Exercise data:
/---

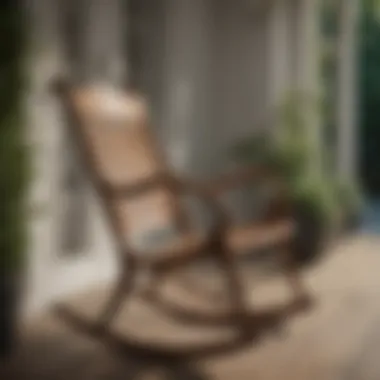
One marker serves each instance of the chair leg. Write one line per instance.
(234, 285)
(121, 292)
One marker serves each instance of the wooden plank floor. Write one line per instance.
(338, 340)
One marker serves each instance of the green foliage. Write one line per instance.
(370, 95)
(291, 154)
(12, 147)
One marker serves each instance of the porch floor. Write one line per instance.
(338, 340)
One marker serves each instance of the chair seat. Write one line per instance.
(239, 239)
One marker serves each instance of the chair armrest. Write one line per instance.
(242, 176)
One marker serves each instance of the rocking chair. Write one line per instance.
(132, 179)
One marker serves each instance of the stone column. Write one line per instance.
(45, 60)
(185, 119)
(347, 139)
(280, 53)
(103, 41)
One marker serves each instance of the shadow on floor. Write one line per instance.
(53, 357)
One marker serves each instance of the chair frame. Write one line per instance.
(248, 325)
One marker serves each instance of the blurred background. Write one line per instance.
(291, 83)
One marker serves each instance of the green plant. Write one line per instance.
(12, 146)
(292, 153)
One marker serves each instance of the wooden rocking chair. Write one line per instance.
(129, 174)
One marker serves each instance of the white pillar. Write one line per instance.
(185, 89)
(307, 77)
(103, 40)
(347, 89)
(279, 59)
(45, 60)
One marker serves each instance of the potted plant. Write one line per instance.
(292, 155)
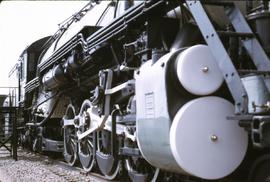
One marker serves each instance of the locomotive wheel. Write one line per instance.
(109, 165)
(85, 146)
(261, 170)
(70, 147)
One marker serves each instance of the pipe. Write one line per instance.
(48, 117)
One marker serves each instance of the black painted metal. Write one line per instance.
(8, 130)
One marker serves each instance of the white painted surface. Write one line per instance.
(190, 138)
(198, 71)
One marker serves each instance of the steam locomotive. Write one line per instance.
(154, 90)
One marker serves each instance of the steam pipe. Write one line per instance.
(48, 117)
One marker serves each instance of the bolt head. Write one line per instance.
(214, 138)
(205, 69)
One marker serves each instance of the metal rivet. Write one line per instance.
(205, 69)
(214, 138)
(162, 64)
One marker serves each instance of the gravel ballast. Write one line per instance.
(33, 167)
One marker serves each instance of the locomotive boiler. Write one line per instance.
(154, 90)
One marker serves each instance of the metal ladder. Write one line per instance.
(250, 42)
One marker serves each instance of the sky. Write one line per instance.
(23, 22)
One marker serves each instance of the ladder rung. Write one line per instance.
(236, 34)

\---

What is required: Restate all of the material word for word. Keep out every picture.

Solved exercise:
One marker serves each instance of the chair leg. Write one line per instance.
(234, 285)
(121, 292)
One marker serves each instance of the wooden plank floor. Write one line per instance.
(338, 340)
One marker serves each instance of the green foliage. Write one line per instance.
(370, 95)
(291, 154)
(12, 147)
One marker serves each instance of the porch floor. Write one line per instance.
(338, 340)
One marker serves each instance of the chair seat. Write one line per instance.
(239, 239)
One marker serves each instance of the chair armrest. Write one line per instance.
(242, 176)
One marker serves each instance of the rocking chair. Write one line per instance.
(132, 179)
One marker serves each instance of the stone column. Write one line per instance.
(45, 60)
(185, 119)
(347, 139)
(280, 53)
(103, 41)
One marker serves each instance of the shadow on floor. Write one line per instance.
(53, 357)
One marker serves each instance of the chair frame. Write one line per instance.
(248, 325)
One marker serves each instance of the blurred background. Write one line per instance.
(291, 83)
One marker serves each instance of the green plant. Write one line per instance.
(12, 146)
(292, 153)
One marker serves each instance of the wooden rocking chair. Write one line per instance.
(129, 174)
One marker serves each instance of the white pillar. Write one line per instance.
(185, 89)
(307, 77)
(103, 40)
(347, 89)
(279, 59)
(45, 60)
One marker serves each instance of the potted plant. Write one line per instance.
(292, 155)
One marker serves each instance of the locomotive wheel. Write one line per instance.
(109, 165)
(85, 146)
(261, 170)
(70, 147)
One marker serves each instance of the pipe. Write one line per instance.
(48, 117)
One marker serves each instance of the black painted metal. Write one line per instance.
(8, 130)
One marker serves each instance of the white painted surface. Write one line per instance.
(190, 138)
(198, 71)
One marker serves each instance of the steam locomotive. Write one line per instance.
(154, 90)
One marker serves each instance of the steam pipe. Write one line per instance.
(48, 117)
One marker serves each instance of the bolt head. Write one line per instance.
(214, 138)
(205, 69)
One marker serves each instance of the metal rivet. Write one line per instance.
(205, 69)
(214, 138)
(162, 64)
One marker serves each instance of the gravel ballast. Write one line per instance.
(33, 167)
One marker serves each instance of the locomotive boiler. Write one line per instance.
(154, 90)
One marker serves each instance of the metal ladder. Write one line per instance.
(250, 42)
One marker serves each instance of the sky. Write one line per instance.
(23, 22)
One marker serves each instance of the ladder rung. Write one line per instance.
(236, 34)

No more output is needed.